WORK TO COMPLETE = Could you reproduce the records below from the line containing "Request: Identify every white wall" through the last line, substituting "painted wall" for "white wall" and leaving everything else unchanged?

[Rows of box annotation records]
********
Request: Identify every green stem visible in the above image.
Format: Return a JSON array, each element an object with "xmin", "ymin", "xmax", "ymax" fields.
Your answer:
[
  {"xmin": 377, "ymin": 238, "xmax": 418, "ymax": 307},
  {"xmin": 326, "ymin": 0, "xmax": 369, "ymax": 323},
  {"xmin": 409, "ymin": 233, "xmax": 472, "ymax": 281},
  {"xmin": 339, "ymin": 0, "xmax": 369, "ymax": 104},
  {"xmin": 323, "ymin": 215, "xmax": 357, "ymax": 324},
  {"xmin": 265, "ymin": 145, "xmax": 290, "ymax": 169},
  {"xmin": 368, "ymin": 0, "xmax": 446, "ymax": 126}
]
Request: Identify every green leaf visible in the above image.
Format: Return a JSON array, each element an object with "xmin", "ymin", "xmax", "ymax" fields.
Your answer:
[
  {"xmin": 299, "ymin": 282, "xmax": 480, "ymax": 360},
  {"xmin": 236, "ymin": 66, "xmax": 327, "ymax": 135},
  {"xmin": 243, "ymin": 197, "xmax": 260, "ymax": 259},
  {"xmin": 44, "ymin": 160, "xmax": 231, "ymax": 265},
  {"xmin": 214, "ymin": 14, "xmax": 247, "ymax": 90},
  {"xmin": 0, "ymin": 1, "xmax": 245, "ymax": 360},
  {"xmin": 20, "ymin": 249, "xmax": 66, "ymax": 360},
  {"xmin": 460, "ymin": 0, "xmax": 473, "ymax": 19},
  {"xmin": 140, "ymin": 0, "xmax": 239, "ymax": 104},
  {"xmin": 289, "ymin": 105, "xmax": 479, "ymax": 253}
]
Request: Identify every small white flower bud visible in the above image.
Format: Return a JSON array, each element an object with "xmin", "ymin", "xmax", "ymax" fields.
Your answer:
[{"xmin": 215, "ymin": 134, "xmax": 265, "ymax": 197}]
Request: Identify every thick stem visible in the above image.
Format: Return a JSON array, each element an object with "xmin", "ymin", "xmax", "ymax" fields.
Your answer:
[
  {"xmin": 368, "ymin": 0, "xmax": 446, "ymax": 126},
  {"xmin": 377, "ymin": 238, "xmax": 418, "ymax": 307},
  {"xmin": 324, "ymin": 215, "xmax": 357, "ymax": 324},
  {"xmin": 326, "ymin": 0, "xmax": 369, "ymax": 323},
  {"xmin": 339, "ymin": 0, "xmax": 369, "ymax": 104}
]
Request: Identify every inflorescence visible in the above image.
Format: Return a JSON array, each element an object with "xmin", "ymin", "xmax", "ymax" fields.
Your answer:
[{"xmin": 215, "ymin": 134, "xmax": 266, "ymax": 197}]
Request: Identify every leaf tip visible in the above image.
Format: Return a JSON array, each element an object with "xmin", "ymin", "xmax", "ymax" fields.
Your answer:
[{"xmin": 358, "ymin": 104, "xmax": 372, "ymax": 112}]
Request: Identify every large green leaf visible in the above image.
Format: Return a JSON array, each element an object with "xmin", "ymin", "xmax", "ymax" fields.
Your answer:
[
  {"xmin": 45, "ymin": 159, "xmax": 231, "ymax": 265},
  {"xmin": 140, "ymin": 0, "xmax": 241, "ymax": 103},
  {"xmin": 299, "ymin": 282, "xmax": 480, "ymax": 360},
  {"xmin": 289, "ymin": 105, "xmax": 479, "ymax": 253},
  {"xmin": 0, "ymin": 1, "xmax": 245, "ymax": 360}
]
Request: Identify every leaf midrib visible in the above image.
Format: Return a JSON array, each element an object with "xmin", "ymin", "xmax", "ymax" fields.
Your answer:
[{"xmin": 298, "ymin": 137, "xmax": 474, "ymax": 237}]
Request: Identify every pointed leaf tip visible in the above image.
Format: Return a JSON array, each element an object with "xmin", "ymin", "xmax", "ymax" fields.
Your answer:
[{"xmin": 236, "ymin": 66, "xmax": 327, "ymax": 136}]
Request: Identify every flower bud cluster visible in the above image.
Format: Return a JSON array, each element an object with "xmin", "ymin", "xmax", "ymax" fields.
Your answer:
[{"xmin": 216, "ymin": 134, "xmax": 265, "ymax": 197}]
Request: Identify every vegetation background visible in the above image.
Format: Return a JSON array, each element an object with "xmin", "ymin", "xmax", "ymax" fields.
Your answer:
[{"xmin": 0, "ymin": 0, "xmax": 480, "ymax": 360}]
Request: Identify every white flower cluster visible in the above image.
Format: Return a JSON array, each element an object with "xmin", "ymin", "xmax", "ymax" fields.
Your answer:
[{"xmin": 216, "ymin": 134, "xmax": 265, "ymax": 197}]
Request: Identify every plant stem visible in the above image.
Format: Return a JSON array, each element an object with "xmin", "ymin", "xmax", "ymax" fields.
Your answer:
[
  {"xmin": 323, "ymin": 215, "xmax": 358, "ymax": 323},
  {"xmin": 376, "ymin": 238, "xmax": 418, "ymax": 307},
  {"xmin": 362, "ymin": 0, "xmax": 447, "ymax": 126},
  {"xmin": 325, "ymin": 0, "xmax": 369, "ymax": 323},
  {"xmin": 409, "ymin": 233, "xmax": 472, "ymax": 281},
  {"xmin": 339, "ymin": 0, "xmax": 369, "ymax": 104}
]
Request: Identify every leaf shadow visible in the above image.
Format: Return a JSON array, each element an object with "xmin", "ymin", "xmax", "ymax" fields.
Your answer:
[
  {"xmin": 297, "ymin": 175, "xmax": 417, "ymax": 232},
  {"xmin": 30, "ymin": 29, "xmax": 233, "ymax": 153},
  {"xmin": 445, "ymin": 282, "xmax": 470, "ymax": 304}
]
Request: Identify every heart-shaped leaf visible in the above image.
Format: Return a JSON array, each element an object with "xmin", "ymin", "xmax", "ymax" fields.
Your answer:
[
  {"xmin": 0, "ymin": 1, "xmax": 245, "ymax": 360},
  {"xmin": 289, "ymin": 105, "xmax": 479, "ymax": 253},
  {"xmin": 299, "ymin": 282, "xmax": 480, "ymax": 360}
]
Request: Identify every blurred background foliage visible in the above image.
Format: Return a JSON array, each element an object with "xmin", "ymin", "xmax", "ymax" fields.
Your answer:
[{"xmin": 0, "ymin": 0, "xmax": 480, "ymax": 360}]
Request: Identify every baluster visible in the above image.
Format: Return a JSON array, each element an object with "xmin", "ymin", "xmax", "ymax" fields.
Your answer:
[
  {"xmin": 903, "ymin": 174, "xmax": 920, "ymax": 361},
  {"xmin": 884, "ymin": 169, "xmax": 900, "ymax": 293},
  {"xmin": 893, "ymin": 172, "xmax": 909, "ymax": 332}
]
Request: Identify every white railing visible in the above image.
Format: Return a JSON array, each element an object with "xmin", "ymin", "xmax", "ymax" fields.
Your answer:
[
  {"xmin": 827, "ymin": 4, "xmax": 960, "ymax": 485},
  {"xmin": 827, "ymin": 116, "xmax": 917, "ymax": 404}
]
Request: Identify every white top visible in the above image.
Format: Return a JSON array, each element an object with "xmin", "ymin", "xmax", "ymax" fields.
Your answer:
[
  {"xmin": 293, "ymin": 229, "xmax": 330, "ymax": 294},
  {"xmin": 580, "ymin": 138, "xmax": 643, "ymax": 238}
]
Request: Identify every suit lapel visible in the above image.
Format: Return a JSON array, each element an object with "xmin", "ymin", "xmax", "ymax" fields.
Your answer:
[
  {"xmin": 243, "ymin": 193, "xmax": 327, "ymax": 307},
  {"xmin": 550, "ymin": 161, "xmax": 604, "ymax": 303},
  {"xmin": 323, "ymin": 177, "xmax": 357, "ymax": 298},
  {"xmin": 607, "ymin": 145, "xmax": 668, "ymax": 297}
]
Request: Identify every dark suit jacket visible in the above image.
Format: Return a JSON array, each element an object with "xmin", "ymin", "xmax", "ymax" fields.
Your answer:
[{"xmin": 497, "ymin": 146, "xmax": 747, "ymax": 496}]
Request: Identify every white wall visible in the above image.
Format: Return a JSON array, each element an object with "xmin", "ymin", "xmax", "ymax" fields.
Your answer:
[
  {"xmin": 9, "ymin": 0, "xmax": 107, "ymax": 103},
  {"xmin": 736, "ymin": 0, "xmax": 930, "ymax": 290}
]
********
THE REPLY =
Request: Identify every painted wall visible in the above image.
Format: Return a JSON array, each element an object with "xmin", "ymin", "xmax", "ymax" fields.
Your answer:
[
  {"xmin": 9, "ymin": 0, "xmax": 107, "ymax": 103},
  {"xmin": 736, "ymin": 0, "xmax": 930, "ymax": 290}
]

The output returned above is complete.